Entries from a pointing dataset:
start
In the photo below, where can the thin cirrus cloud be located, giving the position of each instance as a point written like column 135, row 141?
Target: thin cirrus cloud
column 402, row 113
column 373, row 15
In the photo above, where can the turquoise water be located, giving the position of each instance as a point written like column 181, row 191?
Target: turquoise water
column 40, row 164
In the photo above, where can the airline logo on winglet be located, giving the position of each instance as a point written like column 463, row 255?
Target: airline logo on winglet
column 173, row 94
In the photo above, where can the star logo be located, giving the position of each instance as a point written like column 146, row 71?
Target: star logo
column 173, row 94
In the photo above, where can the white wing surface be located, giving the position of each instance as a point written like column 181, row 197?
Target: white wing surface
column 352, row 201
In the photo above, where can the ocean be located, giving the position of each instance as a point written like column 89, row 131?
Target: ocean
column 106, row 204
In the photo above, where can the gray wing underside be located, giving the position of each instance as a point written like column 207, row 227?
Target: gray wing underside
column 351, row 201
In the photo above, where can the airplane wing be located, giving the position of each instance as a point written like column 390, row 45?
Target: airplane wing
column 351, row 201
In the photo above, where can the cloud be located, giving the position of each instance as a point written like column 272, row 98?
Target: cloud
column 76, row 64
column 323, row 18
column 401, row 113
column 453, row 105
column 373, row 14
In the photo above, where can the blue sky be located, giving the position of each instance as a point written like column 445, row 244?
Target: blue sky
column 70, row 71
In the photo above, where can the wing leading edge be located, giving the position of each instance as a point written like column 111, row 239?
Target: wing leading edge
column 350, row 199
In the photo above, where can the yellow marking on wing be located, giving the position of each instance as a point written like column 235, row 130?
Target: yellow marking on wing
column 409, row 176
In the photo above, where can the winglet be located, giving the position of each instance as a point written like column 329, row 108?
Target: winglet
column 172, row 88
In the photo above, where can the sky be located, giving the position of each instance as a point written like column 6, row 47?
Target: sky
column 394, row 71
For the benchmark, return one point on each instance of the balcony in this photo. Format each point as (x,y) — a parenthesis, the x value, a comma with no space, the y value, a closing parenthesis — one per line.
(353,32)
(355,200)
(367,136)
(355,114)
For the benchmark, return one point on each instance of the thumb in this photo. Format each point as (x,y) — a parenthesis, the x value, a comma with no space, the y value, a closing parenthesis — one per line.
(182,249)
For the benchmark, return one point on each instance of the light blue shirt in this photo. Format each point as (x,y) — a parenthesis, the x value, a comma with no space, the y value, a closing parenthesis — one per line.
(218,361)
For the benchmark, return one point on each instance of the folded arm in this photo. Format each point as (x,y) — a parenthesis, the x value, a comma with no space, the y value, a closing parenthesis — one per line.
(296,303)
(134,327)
end
§ SET EXERCISE: From the line holding "In the photo above, where can the sky" through the last line above, reproduce each line exactly and add nothing.

§ ANSWER TO THE EXERCISE:
In the photo above, where can the sky be located, giving the position of each instance as a point written like column 6, row 47?
Target: sky
column 394, row 71
For the benchmark, return one point on each instance of the balcony in this photo. Format each point as (x,y) — a parenthesis, the x value, a comma with no space, the y value, a closing parenthesis — one per line.
(353,32)
(355,200)
(367,136)
(355,114)
For the benchmark, return one point on each instance of the thumb in this photo. Format each point as (x,y) — a parenthesis, the x value, a comma with no space, the y value, a closing parenthesis — one per line.
(182,249)
For the benchmark, return one point on each instance of the light blue shirt in this photo. Format each point as (x,y) — a parenthesis, the x value, a comma with no space, the y value, a closing parenthesis — one per line.
(218,361)
For the benchmark, return one point on each instance of the folded arm in this photo. Format each point as (x,y) — a parenthesis, the x value, a comma with no space, the y value, a closing parenthesis — one per line.
(296,303)
(134,327)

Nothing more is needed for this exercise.